• **Goal**: Nothing but the line with "Study the picture above. For each instance of the tire" and the lines after it, through the end of the records below, is to be repeated, exactly as it is.

• **Task data**:
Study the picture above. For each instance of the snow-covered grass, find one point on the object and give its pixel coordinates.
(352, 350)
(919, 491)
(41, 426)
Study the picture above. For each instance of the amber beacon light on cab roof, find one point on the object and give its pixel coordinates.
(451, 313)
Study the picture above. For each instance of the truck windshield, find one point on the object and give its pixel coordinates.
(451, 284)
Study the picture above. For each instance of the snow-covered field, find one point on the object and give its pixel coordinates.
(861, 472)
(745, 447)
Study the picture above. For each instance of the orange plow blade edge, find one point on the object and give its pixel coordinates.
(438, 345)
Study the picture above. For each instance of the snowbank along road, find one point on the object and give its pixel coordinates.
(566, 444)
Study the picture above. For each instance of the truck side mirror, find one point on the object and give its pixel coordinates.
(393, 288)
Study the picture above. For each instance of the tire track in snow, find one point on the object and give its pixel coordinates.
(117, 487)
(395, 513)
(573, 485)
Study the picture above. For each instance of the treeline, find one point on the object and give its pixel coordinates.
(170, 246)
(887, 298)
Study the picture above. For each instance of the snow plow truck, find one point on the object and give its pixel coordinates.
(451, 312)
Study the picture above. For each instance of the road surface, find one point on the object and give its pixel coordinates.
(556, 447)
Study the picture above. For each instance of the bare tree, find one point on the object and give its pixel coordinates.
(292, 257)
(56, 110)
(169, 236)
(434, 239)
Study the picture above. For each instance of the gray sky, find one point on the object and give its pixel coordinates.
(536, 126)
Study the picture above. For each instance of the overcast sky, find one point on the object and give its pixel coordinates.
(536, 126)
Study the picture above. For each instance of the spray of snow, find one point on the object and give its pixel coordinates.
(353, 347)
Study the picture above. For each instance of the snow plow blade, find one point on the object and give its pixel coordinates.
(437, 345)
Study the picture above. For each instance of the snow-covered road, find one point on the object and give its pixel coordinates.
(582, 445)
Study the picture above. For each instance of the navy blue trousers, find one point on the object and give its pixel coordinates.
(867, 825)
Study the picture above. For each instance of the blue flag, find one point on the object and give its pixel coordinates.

• **Solved problem**:
Study the picture above. For each instance of the tire track in snow, find one point on the object and give its pixel coordinates.
(117, 487)
(395, 513)
(573, 485)
Study the picture above. For each instance of the treeline, find one point on the object and give its pixel coordinates.
(170, 246)
(887, 298)
Study the picture above. For each instance of the snow plow truck, find one point on the object and give its pixel coordinates.
(451, 312)
Study the picture above. For each instance of the road surface, find one point on the object and give its pixel coordinates.
(556, 447)
Study the picture above. For each instance of the bare tree, find one point on the object and give its pixel coordinates.
(292, 257)
(56, 110)
(169, 236)
(434, 239)
Study the picture above. For each instance of the gray sky, find one point on the object and give its pixel coordinates.
(536, 126)
Study the picture above. For each instance of the overcast sky, find one point on the object and give its pixel coordinates.
(536, 126)
Study the picture above. For each instance of the spray of snow, find one point on the object and give its pixel coordinates.
(353, 347)
Study the picture above. For each instance of the snow plow blade, find one point on the object and give its pixel coordinates.
(437, 345)
Study the picture above. For each instance of the snow-covered road, find one point on the object and give its pixel coordinates.
(582, 445)
Study the picture above. For each instance of the navy blue trousers, find one point on the object and give its pixel coordinates.
(867, 825)
Study the picture above. For each instance of the blue flag, find one point on the object and give its pixel coordinates.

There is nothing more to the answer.